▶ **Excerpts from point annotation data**
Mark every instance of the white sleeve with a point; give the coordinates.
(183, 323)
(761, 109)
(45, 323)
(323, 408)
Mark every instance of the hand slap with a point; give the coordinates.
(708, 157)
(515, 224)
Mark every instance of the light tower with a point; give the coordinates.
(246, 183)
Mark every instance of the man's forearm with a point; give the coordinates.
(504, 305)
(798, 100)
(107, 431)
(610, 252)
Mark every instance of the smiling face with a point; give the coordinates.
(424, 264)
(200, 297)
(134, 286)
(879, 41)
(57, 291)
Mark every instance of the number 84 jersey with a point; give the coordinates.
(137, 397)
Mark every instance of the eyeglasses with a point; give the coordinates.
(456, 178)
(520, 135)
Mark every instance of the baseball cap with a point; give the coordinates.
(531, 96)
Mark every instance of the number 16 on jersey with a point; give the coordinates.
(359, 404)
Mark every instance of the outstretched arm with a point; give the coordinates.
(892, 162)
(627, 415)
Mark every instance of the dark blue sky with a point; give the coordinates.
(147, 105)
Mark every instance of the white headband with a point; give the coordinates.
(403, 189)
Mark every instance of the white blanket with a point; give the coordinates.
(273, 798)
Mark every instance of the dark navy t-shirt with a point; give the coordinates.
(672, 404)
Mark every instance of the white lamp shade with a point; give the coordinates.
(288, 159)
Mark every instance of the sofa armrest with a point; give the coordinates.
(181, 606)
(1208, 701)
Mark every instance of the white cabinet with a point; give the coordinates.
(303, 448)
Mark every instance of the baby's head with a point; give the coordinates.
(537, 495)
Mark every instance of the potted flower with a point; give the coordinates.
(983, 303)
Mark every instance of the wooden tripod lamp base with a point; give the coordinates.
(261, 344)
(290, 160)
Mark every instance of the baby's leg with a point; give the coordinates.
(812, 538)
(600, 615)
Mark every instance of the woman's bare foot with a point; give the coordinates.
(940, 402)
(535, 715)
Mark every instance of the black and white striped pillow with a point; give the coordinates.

▶ **Prompt**
Print all of the data exactly as it was given.

▶ **Written answer**
Mark every instance of the white sleeve with a point; give the coordinates.
(183, 323)
(761, 109)
(45, 323)
(323, 408)
Mark every instance of the hand slap with a point; give the coordinates.
(708, 157)
(515, 224)
Mark every instance of the light tower with a point; give the coordinates.
(246, 183)
Mark every instance of the man's forearm with a point; give the coordinates.
(504, 305)
(798, 100)
(107, 431)
(610, 252)
Mark every instance of the smiling face with a point; give the coordinates.
(424, 264)
(200, 297)
(134, 286)
(879, 41)
(57, 291)
Mark every instance of the number 84 jersey with a point; give the coordinates.
(137, 397)
Mark every instance of the eyeglasses with a point; give the coordinates.
(456, 178)
(520, 135)
Mark every instance of the baseball cap with a point; give the coordinates.
(531, 96)
Mark every instance of the number 16 on jersey with a point; give the coordinates.
(359, 404)
Mark every instance of the outstretched arm with a point; give the coordinates.
(892, 162)
(627, 415)
Mark every instance of the dark blue sky with a point; give the coordinates.
(147, 105)
Mark every instance of the white headband with a point; give the coordinates.
(403, 189)
Mark every instance of the white blanket with a point; give the coordinates.
(273, 798)
Mark every instance of the dark navy t-shirt with a point; give the coordinates.
(672, 404)
Mark every instance of the white lamp shade with a point; give the coordinates.
(288, 159)
Mark every instance of the sofa armrest with a point; give the coordinates.
(181, 606)
(1208, 701)
Mark every instance of the white cabinet with a point; give the coordinates.
(303, 448)
Mark every instance of the baby's head with a point; give the coordinates.
(537, 495)
Mark every instance of the potted flower with a point; give the coordinates.
(983, 303)
Mark every instance of the wooden tripod lamp base with a point; give the coordinates.
(261, 344)
(290, 160)
Mark every instance of the baby's leg with a point; give the coordinates.
(812, 538)
(600, 615)
Mark every instance of the woman's bare foot with a point; give the coordinates.
(940, 402)
(535, 715)
Mark every instance of the black and white striped pillow with a point; give the coordinates.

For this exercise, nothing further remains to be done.